■ What needs to be done
Locate each line in the records containing "point". Copy it.
# # # # #
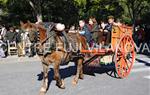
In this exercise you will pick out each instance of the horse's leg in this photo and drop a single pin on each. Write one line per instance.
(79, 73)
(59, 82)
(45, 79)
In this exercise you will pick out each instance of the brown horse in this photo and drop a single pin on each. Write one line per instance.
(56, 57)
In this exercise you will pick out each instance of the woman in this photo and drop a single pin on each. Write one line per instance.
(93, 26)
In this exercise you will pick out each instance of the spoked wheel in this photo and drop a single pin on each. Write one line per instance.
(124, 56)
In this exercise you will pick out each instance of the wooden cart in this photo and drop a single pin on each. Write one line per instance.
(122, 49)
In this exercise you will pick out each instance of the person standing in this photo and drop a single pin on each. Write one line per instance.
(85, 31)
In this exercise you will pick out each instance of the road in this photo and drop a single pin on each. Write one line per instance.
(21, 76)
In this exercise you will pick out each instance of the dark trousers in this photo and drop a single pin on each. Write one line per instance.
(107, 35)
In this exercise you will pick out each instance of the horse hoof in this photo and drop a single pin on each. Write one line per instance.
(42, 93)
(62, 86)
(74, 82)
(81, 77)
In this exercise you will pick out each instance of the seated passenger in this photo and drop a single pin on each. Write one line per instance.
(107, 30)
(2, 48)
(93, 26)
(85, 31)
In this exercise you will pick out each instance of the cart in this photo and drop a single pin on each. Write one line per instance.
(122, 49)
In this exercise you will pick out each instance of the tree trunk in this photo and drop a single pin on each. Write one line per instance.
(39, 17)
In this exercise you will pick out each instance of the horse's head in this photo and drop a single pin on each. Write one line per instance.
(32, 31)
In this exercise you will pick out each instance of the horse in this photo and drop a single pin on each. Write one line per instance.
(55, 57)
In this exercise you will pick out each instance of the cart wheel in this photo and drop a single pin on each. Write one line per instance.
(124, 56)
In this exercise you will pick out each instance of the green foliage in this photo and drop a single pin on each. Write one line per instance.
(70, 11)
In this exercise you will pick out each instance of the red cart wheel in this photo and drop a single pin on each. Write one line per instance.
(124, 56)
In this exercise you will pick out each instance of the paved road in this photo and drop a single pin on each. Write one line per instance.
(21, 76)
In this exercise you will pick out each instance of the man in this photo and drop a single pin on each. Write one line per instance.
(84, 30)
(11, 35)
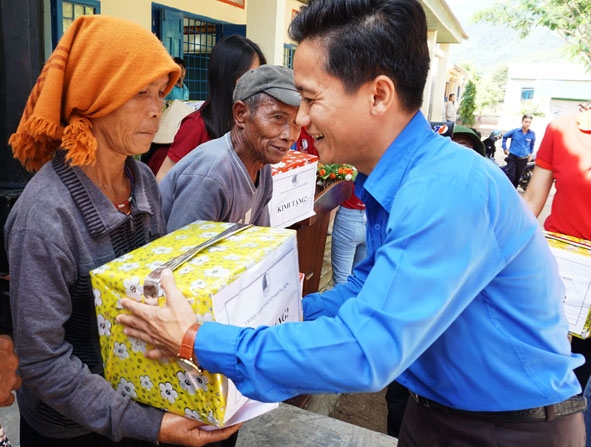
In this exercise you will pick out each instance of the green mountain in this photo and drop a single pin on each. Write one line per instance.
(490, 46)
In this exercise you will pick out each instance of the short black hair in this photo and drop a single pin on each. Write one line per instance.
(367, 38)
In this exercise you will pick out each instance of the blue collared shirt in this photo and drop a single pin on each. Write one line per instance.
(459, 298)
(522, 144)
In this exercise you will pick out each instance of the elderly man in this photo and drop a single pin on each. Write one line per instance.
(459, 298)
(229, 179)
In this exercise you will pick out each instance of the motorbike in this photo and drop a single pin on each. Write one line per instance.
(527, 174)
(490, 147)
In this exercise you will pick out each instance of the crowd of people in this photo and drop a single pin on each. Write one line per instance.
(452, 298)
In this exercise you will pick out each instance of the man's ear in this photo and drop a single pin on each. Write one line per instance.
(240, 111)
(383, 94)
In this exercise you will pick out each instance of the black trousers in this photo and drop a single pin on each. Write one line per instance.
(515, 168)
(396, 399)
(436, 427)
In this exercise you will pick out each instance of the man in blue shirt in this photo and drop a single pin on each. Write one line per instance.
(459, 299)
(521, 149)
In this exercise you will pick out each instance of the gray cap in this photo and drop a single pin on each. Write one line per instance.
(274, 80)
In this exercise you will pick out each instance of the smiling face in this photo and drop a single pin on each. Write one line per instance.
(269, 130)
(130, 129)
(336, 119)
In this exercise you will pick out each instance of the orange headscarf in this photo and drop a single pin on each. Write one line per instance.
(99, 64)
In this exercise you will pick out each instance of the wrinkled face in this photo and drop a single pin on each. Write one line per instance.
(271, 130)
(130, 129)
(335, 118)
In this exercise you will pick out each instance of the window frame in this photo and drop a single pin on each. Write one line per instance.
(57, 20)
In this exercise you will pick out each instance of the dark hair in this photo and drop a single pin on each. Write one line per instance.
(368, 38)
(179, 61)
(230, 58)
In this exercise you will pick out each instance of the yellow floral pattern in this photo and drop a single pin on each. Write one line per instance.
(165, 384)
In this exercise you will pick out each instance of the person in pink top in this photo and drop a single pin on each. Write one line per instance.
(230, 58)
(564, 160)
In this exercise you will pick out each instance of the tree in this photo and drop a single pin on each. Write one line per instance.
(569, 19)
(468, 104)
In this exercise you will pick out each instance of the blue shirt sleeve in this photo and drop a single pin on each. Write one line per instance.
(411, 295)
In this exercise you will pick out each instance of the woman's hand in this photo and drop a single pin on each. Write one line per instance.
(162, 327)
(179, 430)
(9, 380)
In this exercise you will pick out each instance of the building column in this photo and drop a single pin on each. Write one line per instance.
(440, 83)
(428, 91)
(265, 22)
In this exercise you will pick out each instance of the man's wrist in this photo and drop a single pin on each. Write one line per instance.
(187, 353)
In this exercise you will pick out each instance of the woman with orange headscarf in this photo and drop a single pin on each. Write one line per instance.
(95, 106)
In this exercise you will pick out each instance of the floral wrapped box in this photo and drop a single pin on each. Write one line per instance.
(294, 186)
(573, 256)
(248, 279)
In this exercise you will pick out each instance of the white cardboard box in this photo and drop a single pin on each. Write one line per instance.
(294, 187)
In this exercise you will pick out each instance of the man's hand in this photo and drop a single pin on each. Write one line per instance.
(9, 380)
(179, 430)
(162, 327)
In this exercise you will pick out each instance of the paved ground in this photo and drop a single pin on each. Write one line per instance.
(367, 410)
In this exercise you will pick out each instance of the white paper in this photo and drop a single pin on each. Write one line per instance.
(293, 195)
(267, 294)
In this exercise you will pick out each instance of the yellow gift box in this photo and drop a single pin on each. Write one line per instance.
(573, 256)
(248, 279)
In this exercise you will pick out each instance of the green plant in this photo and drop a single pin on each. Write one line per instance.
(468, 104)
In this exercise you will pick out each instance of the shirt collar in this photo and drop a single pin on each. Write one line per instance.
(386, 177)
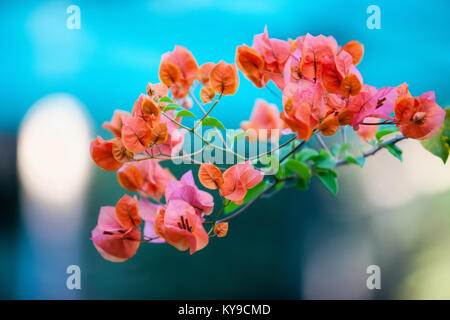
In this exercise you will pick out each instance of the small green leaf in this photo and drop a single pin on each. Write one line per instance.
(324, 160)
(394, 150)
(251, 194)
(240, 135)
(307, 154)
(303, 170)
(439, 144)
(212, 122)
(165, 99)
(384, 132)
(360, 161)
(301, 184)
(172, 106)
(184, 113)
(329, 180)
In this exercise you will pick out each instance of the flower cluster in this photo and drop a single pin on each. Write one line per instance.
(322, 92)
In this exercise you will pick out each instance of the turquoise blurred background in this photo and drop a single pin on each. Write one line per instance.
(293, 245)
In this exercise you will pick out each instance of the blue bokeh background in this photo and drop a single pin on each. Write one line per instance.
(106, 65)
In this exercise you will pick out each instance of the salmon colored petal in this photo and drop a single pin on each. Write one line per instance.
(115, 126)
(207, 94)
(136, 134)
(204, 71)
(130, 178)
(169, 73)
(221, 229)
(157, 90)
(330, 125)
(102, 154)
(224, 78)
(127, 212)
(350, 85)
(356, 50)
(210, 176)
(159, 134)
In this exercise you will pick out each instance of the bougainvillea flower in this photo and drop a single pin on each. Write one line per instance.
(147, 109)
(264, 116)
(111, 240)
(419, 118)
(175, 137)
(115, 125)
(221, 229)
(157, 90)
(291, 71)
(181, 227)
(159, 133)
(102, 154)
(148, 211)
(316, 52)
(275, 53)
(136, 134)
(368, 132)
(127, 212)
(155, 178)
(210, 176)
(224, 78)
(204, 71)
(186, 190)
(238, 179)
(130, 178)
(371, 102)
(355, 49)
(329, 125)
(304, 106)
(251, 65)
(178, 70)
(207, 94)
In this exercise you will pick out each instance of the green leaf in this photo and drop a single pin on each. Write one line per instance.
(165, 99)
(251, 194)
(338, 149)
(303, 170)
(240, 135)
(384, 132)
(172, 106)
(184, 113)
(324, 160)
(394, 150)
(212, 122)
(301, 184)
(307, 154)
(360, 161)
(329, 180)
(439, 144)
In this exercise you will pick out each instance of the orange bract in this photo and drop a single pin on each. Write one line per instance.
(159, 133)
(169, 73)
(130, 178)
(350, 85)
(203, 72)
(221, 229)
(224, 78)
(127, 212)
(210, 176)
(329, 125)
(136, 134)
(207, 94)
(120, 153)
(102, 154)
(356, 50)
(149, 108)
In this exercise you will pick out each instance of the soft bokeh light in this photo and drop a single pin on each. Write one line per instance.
# # # # #
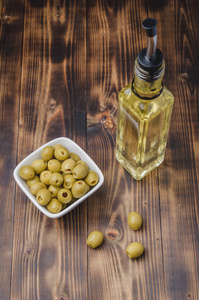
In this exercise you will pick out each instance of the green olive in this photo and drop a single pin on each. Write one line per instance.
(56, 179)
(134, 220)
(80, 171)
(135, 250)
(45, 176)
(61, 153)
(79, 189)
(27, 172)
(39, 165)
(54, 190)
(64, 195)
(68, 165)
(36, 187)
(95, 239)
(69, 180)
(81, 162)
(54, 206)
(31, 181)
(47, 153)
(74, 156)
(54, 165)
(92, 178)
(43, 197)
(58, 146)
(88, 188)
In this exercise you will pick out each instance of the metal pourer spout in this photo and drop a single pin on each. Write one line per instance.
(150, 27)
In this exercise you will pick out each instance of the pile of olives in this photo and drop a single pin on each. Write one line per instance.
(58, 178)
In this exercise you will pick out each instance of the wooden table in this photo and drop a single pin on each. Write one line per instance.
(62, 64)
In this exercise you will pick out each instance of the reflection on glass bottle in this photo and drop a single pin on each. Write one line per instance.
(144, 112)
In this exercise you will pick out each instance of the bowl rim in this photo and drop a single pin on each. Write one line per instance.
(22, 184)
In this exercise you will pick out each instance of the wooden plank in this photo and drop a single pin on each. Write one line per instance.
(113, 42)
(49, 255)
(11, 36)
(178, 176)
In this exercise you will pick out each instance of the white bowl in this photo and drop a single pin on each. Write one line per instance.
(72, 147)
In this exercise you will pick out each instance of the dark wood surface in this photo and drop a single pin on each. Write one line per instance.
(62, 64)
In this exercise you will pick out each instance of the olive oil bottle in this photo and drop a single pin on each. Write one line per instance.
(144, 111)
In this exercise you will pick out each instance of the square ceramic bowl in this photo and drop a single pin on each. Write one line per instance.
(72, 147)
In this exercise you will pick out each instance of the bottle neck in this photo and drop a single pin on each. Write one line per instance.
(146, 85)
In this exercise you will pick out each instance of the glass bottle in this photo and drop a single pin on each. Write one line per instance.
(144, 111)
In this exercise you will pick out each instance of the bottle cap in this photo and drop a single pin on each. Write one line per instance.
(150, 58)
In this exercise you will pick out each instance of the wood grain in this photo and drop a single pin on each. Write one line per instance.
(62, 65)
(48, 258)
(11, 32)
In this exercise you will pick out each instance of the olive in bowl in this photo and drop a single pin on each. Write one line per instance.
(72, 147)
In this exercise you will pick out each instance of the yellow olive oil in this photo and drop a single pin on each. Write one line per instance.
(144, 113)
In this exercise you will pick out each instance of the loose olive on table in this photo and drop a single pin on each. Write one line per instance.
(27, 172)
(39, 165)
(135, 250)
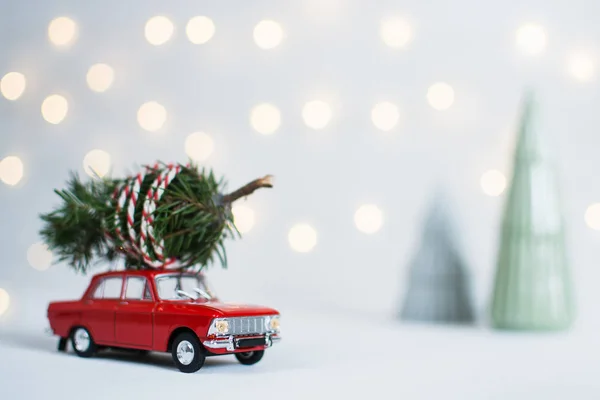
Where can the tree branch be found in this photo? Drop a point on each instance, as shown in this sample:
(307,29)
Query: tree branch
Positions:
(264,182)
# # # # #
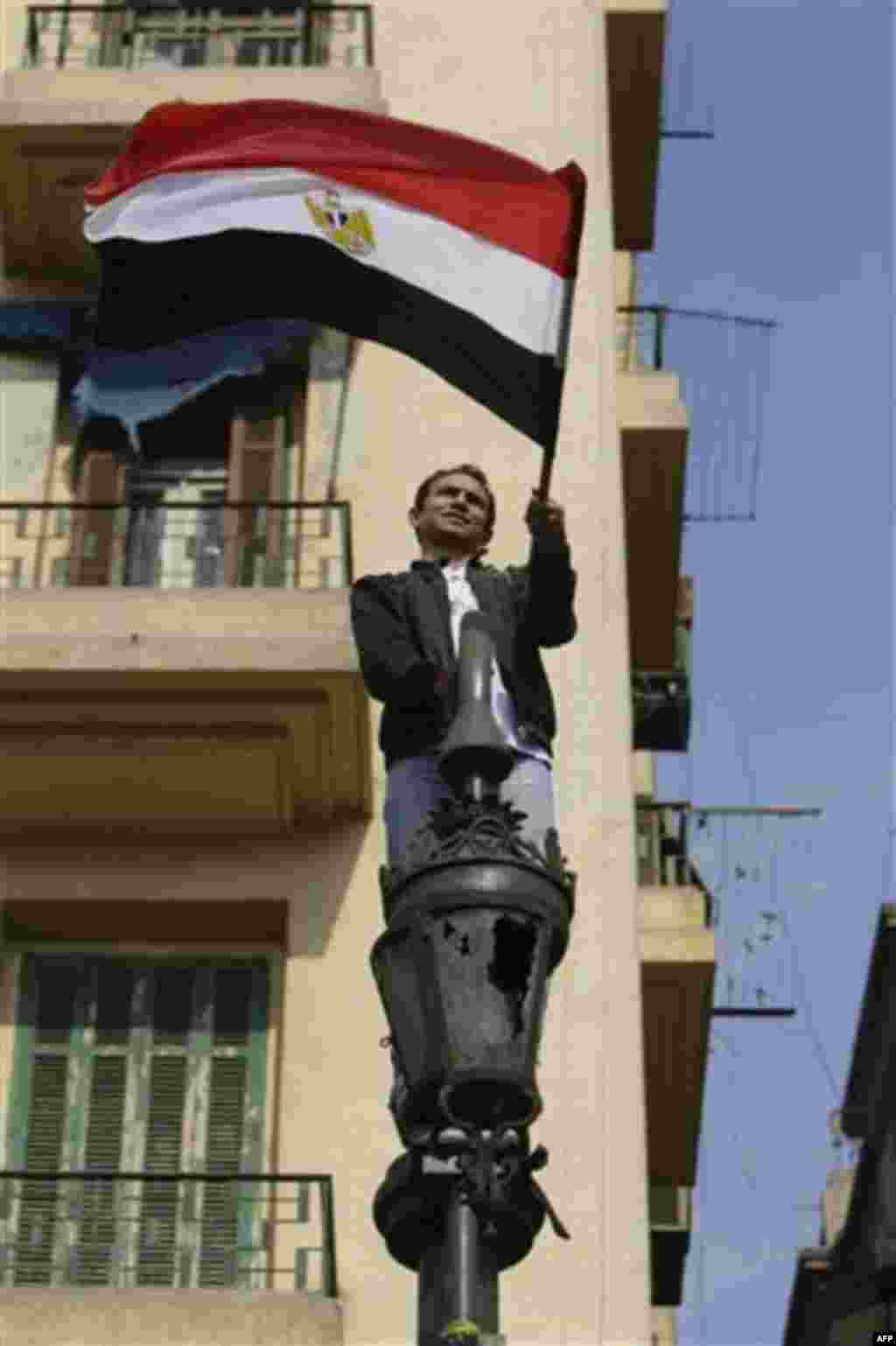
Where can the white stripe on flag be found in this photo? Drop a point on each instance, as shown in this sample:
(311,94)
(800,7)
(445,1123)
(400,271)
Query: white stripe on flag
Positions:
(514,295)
# # # # #
■ Output of the exercise
Where can the tree branch be found in this photo? Drop a point on each instance, as shown in this sample:
Where can the white stripe on flag be found in this photo? Drop a point on each instance, as shown in this sample:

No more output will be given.